***** INPUT MATERIAL

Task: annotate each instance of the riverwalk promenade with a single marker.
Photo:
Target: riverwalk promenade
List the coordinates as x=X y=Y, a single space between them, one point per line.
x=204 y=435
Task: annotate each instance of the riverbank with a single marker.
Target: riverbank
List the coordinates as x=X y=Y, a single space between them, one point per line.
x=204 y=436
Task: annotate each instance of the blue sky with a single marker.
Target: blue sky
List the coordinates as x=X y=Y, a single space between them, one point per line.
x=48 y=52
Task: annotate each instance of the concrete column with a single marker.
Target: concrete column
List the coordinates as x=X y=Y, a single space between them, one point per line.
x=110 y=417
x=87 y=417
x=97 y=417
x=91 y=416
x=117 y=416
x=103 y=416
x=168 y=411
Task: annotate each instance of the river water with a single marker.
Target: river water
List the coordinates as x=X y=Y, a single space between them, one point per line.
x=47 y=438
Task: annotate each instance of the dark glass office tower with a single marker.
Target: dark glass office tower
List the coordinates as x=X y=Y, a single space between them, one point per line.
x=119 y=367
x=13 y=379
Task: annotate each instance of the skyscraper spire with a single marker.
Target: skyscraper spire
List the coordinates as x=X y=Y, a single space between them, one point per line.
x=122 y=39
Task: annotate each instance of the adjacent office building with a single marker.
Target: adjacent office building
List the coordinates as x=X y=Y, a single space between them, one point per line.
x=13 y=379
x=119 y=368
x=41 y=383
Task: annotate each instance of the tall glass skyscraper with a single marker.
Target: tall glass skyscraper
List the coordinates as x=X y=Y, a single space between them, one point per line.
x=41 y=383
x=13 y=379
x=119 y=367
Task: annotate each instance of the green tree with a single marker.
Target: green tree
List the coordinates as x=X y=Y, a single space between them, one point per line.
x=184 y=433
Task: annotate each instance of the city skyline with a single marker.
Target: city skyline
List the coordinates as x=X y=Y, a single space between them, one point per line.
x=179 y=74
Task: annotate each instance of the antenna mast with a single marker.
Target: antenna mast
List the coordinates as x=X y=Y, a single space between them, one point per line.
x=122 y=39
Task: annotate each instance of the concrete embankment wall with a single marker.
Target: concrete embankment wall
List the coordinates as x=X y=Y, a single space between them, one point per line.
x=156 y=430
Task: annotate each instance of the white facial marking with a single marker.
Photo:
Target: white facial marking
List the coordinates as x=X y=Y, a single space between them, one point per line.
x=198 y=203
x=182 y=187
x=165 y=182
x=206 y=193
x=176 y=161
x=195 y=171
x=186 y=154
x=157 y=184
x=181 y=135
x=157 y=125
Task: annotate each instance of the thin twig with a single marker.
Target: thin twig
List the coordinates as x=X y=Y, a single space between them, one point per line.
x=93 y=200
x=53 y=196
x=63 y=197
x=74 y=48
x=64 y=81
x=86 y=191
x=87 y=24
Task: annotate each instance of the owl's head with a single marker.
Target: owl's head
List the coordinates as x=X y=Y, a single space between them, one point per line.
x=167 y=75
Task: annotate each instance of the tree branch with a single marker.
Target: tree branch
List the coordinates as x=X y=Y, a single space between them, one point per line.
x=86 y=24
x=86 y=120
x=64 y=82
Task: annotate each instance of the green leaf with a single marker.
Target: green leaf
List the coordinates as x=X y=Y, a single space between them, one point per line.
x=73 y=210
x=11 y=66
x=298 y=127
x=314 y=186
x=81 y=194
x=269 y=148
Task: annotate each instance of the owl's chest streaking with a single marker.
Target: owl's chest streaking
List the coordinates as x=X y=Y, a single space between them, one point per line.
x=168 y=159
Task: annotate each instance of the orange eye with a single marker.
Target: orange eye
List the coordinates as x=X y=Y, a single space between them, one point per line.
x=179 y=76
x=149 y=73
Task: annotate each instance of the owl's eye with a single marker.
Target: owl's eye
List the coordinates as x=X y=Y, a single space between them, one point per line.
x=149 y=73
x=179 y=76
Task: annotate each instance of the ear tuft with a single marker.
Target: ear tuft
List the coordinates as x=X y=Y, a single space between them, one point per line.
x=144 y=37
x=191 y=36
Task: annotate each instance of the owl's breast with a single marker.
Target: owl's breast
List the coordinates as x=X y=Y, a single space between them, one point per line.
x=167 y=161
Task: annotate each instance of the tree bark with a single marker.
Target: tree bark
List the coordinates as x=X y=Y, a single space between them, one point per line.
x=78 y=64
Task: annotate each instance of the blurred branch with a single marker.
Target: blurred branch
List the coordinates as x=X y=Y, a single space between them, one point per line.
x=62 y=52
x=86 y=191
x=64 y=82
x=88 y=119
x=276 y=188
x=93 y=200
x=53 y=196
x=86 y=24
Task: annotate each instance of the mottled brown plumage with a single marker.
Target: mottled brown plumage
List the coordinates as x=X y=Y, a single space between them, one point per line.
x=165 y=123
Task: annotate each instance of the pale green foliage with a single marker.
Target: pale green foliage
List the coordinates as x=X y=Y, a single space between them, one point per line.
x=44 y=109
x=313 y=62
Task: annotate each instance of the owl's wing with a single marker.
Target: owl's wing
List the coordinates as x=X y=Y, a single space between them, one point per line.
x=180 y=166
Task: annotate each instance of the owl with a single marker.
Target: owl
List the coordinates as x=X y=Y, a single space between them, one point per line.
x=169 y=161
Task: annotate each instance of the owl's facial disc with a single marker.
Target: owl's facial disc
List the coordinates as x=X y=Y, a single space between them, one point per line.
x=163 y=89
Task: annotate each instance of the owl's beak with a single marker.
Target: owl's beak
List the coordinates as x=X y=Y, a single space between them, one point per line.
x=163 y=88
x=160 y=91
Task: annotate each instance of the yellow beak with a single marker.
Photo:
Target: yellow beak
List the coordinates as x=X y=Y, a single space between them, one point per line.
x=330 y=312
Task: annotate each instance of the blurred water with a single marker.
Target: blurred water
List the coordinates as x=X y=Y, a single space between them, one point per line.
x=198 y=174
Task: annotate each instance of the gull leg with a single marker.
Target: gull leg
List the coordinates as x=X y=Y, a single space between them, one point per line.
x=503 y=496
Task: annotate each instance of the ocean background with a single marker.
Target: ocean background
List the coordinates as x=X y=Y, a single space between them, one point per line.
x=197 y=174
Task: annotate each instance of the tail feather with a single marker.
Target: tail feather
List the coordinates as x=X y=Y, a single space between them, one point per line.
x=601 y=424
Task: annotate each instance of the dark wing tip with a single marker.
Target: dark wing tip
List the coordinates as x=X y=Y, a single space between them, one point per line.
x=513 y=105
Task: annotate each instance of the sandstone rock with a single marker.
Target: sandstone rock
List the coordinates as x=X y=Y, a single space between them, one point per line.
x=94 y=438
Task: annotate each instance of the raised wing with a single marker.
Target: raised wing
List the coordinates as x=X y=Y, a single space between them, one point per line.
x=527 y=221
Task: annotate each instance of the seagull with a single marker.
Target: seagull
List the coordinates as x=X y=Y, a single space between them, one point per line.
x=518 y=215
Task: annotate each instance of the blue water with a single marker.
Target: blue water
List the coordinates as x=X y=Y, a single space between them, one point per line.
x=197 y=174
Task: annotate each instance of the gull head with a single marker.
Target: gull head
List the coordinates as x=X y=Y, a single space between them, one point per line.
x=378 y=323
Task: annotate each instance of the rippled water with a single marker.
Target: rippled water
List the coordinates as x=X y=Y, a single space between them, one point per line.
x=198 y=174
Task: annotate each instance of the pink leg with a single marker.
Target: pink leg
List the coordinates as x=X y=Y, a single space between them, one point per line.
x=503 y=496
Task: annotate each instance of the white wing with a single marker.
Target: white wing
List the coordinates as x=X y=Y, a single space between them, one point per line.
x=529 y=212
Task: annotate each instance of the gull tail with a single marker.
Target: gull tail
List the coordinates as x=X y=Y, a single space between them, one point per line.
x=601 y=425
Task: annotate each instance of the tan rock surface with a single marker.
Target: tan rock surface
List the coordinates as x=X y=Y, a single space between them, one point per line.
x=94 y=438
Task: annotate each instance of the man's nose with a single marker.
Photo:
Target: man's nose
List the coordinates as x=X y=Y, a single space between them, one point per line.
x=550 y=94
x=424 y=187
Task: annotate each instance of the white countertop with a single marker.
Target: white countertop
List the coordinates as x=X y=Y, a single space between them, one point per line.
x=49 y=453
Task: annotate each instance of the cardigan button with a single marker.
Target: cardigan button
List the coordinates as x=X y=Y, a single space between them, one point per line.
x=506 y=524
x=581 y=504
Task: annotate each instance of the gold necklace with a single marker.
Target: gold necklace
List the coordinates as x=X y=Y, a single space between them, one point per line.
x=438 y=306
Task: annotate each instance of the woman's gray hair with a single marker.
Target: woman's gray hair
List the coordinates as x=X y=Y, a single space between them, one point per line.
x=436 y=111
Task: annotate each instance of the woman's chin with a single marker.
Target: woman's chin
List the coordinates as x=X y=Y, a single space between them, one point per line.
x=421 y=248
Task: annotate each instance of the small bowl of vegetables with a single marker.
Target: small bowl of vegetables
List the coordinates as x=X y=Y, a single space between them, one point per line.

**********

Reproduce the lines from the line containing "Task: annotate each instance of the rippled" up to and including the line containing "x=581 y=504", requests included, adding 110 to every coordinate in the answers.

Task: annotate each instance of the rippled water with a single marker.
Target: rippled water
List the coordinates as x=X y=Y, a single space between them, one point per line.
x=308 y=284
Task: annotate each instance of the pink leg with a single marker.
Target: pink leg
List the coordinates as x=X y=Y, a single space between them, one point per line.
x=613 y=606
Task: annotate each instance of the white wing with a single marker.
Target: white wing
List the coordinates as x=X y=Y, a single space between them, one point per line.
x=639 y=322
Task: annotate each instance of the gull tail with a single marker.
Target: gull tail
List the coordinates as x=X y=Y, a single space between them, one point per line.
x=711 y=535
Task: annotate each instance of the tan rock surface with a single marker.
Target: tan rock surface
List the coordinates as x=X y=Y, a single space between them, one point per line.
x=204 y=548
Task: annotate each instance of the man's nose with a single marker.
Photo:
Target: man's nose
List the coordinates as x=X y=Y, a single space between them, one point per line.
x=660 y=204
x=534 y=297
Task: annotate each instance of the white countertop with a single marker.
Target: white countertop
List the coordinates as x=X y=Y, a single space between them, one point per line.
x=159 y=563
Task: annotate each instance of the cardigan button with a single marker.
Target: cardigan button
List the coordinates as x=X y=Y, a single space between them, one point per line.
x=616 y=634
x=691 y=614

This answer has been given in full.